▶ [Work required] With the listing in front of you, retype it exactly.

▶ [Recorded data]
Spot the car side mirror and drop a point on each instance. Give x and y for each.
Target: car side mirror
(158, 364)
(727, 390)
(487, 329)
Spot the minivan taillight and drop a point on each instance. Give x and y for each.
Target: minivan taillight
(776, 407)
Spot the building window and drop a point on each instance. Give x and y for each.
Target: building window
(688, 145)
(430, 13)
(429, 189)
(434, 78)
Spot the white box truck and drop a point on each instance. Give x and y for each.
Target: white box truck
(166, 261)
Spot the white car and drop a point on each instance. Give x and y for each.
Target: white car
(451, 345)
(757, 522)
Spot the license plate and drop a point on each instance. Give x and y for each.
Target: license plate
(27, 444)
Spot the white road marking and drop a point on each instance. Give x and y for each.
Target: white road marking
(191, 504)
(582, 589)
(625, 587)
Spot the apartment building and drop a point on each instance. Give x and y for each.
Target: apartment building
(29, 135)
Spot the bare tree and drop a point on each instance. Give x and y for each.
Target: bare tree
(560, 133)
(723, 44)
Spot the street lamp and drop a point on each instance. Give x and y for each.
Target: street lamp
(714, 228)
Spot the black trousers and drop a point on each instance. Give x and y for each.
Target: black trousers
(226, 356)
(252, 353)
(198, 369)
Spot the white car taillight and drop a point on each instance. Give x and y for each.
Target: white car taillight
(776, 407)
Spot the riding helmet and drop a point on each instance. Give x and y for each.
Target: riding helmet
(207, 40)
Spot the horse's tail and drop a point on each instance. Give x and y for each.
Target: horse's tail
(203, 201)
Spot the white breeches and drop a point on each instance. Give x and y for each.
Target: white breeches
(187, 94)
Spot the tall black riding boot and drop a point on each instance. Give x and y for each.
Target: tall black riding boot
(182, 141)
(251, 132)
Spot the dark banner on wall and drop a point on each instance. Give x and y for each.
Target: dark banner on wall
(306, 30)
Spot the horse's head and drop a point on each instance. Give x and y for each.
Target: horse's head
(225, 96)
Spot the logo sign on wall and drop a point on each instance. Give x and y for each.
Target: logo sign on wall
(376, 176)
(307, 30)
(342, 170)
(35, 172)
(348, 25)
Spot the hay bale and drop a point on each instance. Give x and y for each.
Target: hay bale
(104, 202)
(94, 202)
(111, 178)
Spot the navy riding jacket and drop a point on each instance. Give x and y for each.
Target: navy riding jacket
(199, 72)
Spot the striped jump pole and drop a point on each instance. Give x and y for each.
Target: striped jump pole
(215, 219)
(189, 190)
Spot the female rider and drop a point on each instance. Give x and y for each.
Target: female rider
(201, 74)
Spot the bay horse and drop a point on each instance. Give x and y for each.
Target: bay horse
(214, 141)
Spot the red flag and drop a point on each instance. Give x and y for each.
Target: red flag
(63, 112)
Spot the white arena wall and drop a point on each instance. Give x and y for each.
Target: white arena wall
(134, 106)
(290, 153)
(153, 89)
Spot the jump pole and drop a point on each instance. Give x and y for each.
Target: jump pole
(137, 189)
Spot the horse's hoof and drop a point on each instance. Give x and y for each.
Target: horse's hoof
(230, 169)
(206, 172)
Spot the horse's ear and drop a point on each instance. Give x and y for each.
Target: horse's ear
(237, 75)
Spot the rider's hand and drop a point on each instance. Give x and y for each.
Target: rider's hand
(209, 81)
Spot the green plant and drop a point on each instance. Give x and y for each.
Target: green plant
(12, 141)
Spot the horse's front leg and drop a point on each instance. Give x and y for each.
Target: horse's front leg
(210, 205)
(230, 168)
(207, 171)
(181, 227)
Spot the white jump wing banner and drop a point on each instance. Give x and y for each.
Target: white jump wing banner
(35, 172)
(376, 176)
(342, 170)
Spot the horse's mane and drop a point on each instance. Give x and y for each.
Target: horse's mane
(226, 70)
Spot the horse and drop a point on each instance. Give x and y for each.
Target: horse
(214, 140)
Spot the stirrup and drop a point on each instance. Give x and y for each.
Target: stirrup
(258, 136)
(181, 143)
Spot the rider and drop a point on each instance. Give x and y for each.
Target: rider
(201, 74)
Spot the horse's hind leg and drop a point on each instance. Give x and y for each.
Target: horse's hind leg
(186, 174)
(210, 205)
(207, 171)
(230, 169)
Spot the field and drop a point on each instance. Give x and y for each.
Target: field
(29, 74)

▶ [Task output]
Spot the car side mirror and drop a point on each instance. Give x and y for each.
Target: car side mirror
(158, 364)
(727, 390)
(487, 329)
Spot the minivan taillight and drop a point on each instance. Give x and y for each.
Target: minivan taillight
(776, 407)
Spot the building window and drop a point on each instance. Give x and y for each.
Target: building window
(688, 145)
(430, 13)
(429, 189)
(434, 78)
Spot the white box truck and drop a point on each instance. Give x and y for each.
Target: white box truck
(166, 261)
Spot the white car and drop a point on each instance. Give x and y for each.
Target: white car
(451, 345)
(757, 522)
Spot the license plate and drop a point on each instance. Give x and y for each.
Target: license plate
(27, 444)
Spot the white road marking and drop a point on each instance. Give x and y for each.
Target: white road marking
(191, 504)
(582, 589)
(625, 587)
Spot the apartment building and drop a point on each instance. Give x and y for each.
Target: apartment building
(29, 135)
Spot the bare tree and drop a point on each instance. Give x and y for each.
Target: bare tree
(560, 133)
(723, 44)
Spot the street lamp and drop a point on each instance. Give x and y for each.
Target: street lamp
(714, 228)
Spot the black trousers and drop a point on each instance. Give x and y for each.
Target: black trousers
(226, 356)
(252, 353)
(198, 369)
Spot the white car taillight and drop a point on each instance. Give x and y for each.
Target: white car taillight
(776, 407)
Spot the riding helmet and drop a point on each instance. Give x and y for each.
Target: riding helmet
(207, 40)
Spot the horse's tail and drop a point on each instance. Give x and y for each.
Target: horse's tail
(203, 201)
Spot the white breeches and drop a point on each instance. Give x and y for each.
Target: white breeches
(187, 94)
Spot the tall black riding boot and drop a point on each instance. Give x and y for each.
Target: tall black riding boot
(182, 141)
(251, 132)
Spot the dark banner on wall and drop a point on each instance. Give x and y for each.
Target: dark banner on wall
(306, 30)
Spot the horse's head and drop a point on each instance. Give x and y for each.
Target: horse's head
(225, 96)
Spot the logo sign on wall and drop a point on each instance. Give x and y for each.
Target: logo sign on wall
(376, 176)
(307, 30)
(342, 170)
(35, 172)
(348, 25)
Spot the hay bale and drop a point on each instance. Give x and y for each.
Target: hay bale
(104, 202)
(94, 202)
(111, 178)
Spot the navy riding jacket and drop a point on each instance. Give x and y for each.
Target: navy riding jacket
(199, 72)
Spot the striped jump pole and drop a point on each instance. Give x and y for each.
Target: striped jump pole
(215, 219)
(189, 190)
Spot the female rider and drop a point on each instance. Give x and y for each.
Target: female rider
(201, 74)
Spot the bay horse and drop a point on each instance. Give x and y for each.
Target: bay horse
(214, 141)
Spot the red flag and drop a point on each instance. Give x and y for each.
Target: red flag
(63, 112)
Spot the white arena wall and drop a point on each instance. Give x and y for each.
Target: white arena wall
(134, 106)
(290, 153)
(153, 89)
Spot the jump pole and drop a point on each instance. Give x and y for each.
Target: jump pole
(137, 189)
Spot the horse's hoof and drop a point on each instance. Give x and y for each.
Target: horse's hoof
(230, 169)
(206, 172)
Spot the horse's ear and drop a point on each instance. Give x and y for each.
Target: horse's ear
(237, 75)
Spot the rider's hand and drop a point on each instance. Give x and y for each.
Target: rider's hand
(209, 81)
Spot the green plant and drop a point on each instance. Give x and y for each.
Target: green plant
(12, 141)
Spot the horse's front leg and drop a point on each instance. Give x and y for each.
Target: horse's front leg
(210, 205)
(230, 168)
(207, 171)
(181, 227)
Spot the white jump wing banner and drop a point on each instance. Give x and y for each.
Target: white jump wing banner
(35, 172)
(376, 176)
(342, 170)
Spot the horse's mane and drop a point on each instance. Give x and y for each.
Target: horse's mane
(226, 70)
Spot the horse and drop a point on each instance. Give x and y for each.
Target: horse
(214, 140)
Spot the stirrup and drop a point on each instance. Give x and y for each.
Target: stirrup
(258, 136)
(181, 143)
Spot the rider and drop a point on each instance. Give x and y for each.
Target: rider
(201, 74)
Spot the horse's hind leg and drop a point on each instance. Give x and y for each.
Target: horse's hind leg
(186, 174)
(210, 205)
(207, 171)
(230, 169)
Spot the field and drop a point on each instance. Give x and y for each.
Target: field
(29, 74)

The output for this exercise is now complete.